§ Records for this exercise:
╭──

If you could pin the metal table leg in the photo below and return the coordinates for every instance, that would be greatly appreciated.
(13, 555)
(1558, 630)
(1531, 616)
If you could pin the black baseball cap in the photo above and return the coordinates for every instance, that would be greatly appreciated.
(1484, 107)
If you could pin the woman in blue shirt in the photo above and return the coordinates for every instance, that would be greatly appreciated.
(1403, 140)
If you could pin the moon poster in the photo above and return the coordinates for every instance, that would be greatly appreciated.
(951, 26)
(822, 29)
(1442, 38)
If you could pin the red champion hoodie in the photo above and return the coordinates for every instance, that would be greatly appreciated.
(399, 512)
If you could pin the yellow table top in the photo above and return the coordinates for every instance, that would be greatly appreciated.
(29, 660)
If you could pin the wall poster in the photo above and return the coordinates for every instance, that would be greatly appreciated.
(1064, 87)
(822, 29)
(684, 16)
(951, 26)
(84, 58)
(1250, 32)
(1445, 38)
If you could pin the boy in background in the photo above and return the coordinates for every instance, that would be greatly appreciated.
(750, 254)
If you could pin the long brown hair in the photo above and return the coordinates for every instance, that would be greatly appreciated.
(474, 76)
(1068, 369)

╰──

§ What the exercise asks: Could you repeat every line above word for word, with no changes?

§ Answer for this exercise:
If you could pin the metal table leg in the photo below and return the coordinates for every instance, that would be greatly appreciated.
(13, 555)
(1558, 630)
(1531, 616)
If you could pin the black baseball cap in the photo above and return the coordinates for every instance, that would be greatly appreciated.
(1484, 107)
If you could pin the woman in blue shirt in the photo above and return the coordinates for every instance, that would be greatly appreciated.
(1403, 140)
If you could pin the moon poster in the photo above and return the coordinates for every instance, that would be greatly appreciated.
(951, 26)
(822, 29)
(1442, 38)
If you could pin the red champion hoodie in the photo above and return the coordinates for every instance, that would be greatly appreciated.
(399, 512)
If you could pin the yellow table top in the photo above and return the coordinates for every instance, that would be greatly appreciated.
(29, 660)
If you could pin the wall poster in the photo above and return the coordinates for every instance, that would be greatly appreciated.
(1064, 87)
(822, 29)
(684, 16)
(951, 26)
(84, 58)
(1250, 32)
(1445, 38)
If you could pin the boy in background in the photo above and return the coordinates for every instance, that would be greatly appreciated.
(750, 254)
If you could pin the long brown hair in the photo above and return the coordinates for every instance, that would be greatly appreciated.
(474, 76)
(1068, 369)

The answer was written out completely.